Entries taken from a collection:
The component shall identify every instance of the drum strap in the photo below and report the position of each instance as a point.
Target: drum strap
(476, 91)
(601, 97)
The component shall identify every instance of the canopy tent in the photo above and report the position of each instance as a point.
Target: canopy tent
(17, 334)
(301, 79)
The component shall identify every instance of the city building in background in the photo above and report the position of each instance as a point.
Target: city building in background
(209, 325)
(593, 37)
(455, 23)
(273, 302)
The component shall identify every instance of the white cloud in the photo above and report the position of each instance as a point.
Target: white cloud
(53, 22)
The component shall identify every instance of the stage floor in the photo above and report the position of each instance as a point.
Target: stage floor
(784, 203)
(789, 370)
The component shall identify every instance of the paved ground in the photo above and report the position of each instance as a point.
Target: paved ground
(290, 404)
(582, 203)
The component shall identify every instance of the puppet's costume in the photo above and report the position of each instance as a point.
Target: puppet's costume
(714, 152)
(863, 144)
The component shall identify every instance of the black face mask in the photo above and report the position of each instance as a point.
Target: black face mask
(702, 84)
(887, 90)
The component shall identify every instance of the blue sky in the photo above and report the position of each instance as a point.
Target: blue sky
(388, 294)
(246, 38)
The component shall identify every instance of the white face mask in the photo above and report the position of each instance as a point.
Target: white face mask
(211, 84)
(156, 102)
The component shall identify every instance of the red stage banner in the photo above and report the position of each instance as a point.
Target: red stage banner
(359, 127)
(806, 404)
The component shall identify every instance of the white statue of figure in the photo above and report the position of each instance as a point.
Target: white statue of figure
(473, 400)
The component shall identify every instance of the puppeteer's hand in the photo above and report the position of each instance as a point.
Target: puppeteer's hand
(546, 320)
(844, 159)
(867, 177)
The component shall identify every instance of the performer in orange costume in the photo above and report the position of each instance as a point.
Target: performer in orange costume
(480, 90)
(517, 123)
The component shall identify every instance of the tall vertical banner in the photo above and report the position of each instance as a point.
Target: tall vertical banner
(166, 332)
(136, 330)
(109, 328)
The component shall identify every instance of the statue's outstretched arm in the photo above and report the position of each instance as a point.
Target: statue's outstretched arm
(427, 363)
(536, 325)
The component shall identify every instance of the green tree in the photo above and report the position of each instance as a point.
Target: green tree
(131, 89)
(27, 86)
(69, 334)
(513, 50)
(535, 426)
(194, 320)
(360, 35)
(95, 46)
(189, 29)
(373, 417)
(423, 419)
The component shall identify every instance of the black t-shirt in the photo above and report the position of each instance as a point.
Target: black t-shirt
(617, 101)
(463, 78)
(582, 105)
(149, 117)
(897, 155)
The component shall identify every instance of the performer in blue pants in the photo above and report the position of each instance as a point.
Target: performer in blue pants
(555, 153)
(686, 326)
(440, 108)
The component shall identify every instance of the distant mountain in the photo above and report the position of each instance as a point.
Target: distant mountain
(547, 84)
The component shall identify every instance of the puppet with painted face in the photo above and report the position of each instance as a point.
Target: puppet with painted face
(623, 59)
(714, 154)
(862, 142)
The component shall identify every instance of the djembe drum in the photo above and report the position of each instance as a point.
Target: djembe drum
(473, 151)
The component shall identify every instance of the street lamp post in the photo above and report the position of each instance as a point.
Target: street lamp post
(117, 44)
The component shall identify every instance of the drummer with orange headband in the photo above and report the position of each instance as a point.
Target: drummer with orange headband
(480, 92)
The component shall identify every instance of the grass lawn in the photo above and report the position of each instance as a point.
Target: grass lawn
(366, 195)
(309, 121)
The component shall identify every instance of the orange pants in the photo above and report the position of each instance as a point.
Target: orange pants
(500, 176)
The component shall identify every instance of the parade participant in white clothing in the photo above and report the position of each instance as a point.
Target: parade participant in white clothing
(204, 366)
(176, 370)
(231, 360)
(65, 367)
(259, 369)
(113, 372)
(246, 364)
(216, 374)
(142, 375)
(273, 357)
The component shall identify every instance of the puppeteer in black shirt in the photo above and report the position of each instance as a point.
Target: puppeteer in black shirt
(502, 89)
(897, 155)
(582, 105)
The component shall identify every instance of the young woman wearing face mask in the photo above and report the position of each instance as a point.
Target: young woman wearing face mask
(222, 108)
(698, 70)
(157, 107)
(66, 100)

...

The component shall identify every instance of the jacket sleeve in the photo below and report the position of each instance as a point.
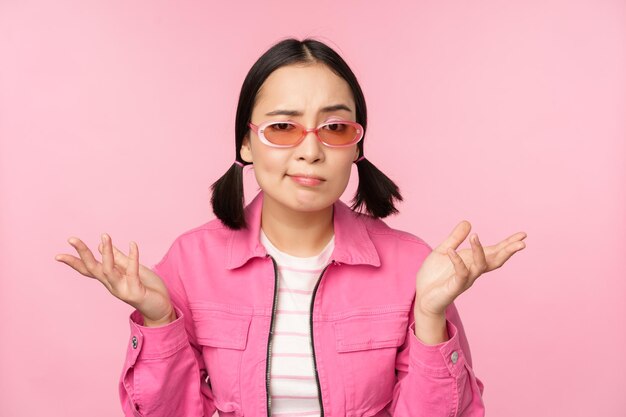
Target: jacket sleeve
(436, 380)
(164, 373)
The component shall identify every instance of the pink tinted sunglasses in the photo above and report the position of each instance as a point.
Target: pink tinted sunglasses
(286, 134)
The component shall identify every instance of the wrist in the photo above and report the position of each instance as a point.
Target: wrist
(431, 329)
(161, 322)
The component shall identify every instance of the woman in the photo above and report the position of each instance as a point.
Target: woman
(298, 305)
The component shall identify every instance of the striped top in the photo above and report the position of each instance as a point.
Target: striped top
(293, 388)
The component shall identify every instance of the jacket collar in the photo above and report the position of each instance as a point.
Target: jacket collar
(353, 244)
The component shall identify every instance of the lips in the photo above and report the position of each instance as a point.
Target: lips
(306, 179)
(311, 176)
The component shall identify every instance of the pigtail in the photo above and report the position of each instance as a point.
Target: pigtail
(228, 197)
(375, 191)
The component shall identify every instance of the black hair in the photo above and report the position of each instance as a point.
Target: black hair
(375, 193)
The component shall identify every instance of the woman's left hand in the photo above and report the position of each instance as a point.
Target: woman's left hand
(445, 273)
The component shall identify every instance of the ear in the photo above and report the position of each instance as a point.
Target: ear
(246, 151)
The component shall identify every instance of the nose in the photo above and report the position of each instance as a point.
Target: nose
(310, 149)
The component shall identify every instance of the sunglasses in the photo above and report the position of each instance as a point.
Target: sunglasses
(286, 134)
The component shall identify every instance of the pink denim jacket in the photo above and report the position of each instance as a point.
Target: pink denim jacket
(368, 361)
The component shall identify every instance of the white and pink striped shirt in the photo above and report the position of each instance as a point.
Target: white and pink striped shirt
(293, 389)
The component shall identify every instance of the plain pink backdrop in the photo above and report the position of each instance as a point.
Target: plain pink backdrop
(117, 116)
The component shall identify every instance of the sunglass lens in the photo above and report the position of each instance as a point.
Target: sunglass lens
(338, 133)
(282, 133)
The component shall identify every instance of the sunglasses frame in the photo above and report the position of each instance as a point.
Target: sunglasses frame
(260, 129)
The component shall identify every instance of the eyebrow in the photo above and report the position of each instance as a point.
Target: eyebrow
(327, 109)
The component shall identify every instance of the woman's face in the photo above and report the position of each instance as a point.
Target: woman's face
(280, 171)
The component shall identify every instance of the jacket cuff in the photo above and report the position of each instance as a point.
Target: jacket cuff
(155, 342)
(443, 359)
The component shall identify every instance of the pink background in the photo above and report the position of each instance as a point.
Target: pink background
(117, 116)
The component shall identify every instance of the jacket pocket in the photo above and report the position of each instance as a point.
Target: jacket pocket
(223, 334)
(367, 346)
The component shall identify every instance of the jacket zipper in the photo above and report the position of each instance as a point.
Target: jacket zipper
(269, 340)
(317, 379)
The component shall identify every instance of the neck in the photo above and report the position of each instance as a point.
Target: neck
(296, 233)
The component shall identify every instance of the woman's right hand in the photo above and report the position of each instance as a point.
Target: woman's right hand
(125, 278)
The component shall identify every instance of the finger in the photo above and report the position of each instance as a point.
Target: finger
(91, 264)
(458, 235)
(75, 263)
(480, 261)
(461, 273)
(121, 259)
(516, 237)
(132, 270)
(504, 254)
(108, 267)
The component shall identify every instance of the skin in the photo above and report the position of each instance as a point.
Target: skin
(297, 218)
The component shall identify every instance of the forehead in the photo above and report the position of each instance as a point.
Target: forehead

▸ TASK:
Return every line holding the word "below" from the records.

▸ YOUR SOLUTION:
The component shall identify every instance of the drum strap in the photo below and report the position of each instance as a point.
The component shall identify every instance of the jacket sleeve in the photo below and report the position of each instance as a point.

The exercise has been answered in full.